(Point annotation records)
%%
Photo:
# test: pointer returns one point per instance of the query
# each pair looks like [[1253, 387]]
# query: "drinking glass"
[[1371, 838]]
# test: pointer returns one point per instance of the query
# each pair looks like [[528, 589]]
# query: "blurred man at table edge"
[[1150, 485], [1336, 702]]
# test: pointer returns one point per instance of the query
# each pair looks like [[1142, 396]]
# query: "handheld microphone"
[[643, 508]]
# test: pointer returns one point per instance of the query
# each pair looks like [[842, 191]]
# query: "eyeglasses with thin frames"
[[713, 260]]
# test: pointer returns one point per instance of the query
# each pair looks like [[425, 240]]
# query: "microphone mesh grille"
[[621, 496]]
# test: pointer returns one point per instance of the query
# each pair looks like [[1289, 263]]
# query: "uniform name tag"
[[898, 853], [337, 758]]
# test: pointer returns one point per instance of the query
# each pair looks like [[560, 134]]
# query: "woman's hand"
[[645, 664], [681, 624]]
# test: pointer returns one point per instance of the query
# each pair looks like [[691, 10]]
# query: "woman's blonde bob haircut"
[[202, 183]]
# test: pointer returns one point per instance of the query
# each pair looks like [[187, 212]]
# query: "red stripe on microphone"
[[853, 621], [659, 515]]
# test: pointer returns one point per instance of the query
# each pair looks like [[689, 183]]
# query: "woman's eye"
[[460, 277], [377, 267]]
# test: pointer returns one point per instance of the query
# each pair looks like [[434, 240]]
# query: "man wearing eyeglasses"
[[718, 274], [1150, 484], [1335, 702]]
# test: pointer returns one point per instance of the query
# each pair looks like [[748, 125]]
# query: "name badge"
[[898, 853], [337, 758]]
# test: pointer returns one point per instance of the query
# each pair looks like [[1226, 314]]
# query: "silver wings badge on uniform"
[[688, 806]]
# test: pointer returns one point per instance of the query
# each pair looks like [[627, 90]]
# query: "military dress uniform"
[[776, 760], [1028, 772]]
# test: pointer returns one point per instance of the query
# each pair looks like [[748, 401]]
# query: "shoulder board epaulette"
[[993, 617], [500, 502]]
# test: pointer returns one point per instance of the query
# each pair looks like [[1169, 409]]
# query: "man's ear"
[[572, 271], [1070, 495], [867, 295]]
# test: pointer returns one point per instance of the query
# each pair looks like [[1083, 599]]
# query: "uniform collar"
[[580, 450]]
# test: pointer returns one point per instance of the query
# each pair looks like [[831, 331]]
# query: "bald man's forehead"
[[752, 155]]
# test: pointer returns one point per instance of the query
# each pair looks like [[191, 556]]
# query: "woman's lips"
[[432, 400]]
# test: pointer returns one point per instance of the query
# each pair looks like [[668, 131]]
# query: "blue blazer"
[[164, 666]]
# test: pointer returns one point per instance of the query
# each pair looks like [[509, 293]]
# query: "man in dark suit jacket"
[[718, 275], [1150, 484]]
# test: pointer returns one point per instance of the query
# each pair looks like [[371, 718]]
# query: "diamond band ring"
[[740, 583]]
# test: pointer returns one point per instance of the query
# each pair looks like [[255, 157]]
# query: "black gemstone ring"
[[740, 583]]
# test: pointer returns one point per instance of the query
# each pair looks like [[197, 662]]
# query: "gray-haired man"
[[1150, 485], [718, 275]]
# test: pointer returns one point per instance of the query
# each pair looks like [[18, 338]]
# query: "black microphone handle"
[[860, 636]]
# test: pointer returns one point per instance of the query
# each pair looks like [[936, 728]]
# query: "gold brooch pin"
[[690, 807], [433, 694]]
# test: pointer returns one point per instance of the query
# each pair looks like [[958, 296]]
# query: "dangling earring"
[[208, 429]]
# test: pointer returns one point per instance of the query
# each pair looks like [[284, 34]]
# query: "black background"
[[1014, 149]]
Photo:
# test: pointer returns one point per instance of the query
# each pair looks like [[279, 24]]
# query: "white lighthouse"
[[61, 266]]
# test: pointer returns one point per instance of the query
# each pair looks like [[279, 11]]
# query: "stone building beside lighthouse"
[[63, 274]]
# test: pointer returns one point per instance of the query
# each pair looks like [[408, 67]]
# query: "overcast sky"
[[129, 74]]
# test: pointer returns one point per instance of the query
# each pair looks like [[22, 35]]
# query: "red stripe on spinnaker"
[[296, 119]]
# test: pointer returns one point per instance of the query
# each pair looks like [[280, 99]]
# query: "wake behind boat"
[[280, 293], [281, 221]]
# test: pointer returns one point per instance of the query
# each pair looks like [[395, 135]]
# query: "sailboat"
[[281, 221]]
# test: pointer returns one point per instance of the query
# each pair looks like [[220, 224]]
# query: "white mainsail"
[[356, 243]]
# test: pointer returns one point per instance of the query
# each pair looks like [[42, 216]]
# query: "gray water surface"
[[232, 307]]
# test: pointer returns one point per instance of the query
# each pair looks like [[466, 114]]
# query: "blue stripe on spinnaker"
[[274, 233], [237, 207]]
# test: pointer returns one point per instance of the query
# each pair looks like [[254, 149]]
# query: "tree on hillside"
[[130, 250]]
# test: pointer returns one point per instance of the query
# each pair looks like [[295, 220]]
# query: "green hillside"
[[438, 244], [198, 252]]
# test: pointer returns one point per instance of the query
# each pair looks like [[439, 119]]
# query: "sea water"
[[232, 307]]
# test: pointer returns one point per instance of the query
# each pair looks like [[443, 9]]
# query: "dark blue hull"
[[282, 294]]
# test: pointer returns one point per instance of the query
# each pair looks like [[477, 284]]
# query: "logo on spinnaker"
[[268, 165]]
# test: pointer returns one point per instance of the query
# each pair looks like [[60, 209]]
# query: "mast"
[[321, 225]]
%%
%%
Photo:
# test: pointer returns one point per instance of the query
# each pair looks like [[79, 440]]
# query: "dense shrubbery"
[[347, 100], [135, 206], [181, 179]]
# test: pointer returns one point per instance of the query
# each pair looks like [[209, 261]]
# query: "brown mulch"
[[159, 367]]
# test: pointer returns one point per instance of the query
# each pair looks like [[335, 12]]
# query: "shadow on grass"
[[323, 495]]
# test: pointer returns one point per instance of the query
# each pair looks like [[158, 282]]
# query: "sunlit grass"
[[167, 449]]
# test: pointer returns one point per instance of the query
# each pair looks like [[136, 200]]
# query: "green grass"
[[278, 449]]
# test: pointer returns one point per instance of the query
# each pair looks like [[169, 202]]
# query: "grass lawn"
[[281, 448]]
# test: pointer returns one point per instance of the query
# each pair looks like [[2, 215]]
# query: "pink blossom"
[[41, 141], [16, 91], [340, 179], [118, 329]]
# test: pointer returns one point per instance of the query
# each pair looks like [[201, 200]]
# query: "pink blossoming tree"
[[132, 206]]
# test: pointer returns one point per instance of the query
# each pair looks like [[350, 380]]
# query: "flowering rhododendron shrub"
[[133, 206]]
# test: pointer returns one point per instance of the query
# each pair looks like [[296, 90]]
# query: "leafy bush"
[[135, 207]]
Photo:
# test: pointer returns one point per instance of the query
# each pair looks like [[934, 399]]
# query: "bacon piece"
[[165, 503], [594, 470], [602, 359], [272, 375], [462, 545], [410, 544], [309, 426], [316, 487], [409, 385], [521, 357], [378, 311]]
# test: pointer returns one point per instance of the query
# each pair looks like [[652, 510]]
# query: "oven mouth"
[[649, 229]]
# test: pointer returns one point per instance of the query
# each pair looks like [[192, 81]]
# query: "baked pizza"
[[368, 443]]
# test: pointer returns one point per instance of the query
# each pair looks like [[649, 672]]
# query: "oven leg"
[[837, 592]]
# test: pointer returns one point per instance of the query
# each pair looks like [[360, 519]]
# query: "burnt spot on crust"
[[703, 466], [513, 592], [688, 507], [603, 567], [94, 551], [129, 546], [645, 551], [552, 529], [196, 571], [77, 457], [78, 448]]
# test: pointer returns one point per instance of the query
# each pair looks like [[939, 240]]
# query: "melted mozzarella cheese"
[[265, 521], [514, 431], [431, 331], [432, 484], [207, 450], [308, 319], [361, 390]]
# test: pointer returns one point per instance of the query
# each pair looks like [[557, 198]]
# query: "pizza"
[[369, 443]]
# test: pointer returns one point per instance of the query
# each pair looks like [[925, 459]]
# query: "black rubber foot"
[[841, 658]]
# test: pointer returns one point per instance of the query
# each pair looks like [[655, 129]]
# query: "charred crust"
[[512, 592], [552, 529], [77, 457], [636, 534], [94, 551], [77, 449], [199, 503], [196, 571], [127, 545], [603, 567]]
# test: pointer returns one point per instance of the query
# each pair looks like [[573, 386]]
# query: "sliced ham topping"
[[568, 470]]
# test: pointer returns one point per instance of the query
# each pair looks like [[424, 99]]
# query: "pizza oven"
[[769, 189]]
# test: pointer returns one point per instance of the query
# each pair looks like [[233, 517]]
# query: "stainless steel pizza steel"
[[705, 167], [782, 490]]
%%
▶ [What the task requires] Gather every line in the items above that contains the word "name" and copy each such line in full.

▶ [Full answer]
# query: "uniform name tag"
# query: "name badge"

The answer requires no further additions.